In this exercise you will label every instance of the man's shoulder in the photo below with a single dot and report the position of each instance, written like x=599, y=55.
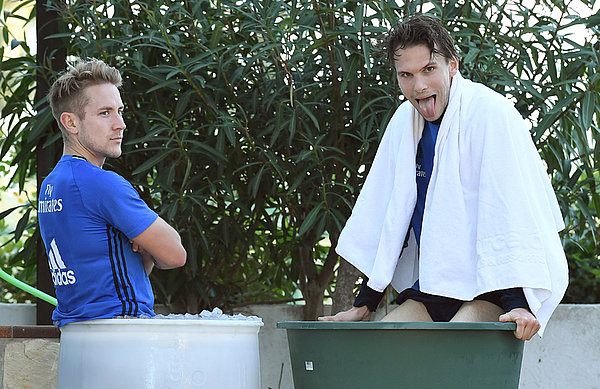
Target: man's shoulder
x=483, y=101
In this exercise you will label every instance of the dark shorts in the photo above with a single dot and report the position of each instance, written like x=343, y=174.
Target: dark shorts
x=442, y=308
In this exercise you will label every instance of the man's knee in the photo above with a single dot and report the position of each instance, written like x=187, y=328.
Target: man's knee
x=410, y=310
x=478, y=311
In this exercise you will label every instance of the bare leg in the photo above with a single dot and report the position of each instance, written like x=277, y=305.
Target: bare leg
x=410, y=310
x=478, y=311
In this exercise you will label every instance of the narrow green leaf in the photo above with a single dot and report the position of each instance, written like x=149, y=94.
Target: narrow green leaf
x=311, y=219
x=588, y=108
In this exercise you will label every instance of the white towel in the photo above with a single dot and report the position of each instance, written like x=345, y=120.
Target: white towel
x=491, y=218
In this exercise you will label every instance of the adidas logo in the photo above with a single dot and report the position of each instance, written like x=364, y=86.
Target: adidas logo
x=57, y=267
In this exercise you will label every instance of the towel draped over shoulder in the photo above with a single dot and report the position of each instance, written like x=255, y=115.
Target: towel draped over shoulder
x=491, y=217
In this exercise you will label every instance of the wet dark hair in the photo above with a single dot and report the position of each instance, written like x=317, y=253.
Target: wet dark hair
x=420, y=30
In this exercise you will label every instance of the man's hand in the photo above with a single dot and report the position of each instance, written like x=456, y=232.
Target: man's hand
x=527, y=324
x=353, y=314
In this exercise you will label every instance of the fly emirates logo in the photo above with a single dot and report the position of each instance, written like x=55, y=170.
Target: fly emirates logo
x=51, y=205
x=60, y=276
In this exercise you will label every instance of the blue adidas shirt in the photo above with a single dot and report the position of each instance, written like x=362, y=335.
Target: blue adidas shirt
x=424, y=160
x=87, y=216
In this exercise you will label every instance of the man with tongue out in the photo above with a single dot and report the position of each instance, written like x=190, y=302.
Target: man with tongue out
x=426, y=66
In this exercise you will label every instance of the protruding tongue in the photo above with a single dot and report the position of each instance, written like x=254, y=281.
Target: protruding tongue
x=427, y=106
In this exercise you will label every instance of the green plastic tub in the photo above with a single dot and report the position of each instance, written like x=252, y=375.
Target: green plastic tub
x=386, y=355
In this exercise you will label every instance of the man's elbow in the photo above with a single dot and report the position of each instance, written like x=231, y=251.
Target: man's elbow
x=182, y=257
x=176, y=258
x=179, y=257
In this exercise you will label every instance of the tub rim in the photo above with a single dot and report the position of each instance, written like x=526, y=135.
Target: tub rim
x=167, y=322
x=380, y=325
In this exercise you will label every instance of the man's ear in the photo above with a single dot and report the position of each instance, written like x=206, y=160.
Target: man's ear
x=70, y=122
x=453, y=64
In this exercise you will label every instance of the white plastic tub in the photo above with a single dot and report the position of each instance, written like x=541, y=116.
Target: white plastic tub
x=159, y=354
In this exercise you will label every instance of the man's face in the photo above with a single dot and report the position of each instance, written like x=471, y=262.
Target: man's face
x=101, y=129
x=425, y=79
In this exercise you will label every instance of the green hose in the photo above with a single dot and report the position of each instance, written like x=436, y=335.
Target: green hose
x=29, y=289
::::
## Task requirements
Please copy out word for word the lines from the one containing "like x=231, y=251." up to and including the last line, keeping both of those lines.

## Complete output
In this exercise you will label every instance of the man's elbow in the photo above with a single dot and report the position of each instance, written like x=231, y=251.
Target: man's elbow
x=182, y=257
x=176, y=258
x=179, y=257
In this exercise you will label every instance of the tub rim in the photo above with a single dot and report the position of each instance, written like x=526, y=135.
Target: tub rim
x=167, y=322
x=380, y=325
In this exercise you will label every instance of the man's ear in the photo above with a single dot and report the position of each instance, written like x=206, y=160.
Target: man's ear
x=70, y=122
x=453, y=64
In this exercise you will label every instance of the white plastic tub in the photo above with a single dot and report the position of each instance, written like x=541, y=116.
Target: white plastic tub
x=159, y=354
In this exercise you will label every instance of the man's face in the photo above with a single dot and report the position of each instance, written like x=471, y=262.
Target: man's face
x=101, y=129
x=425, y=79
In this exercise you will label every instance of the green hose in the photo above with a single dot and report the position of each instance, written like x=436, y=335.
Target: green hose
x=29, y=289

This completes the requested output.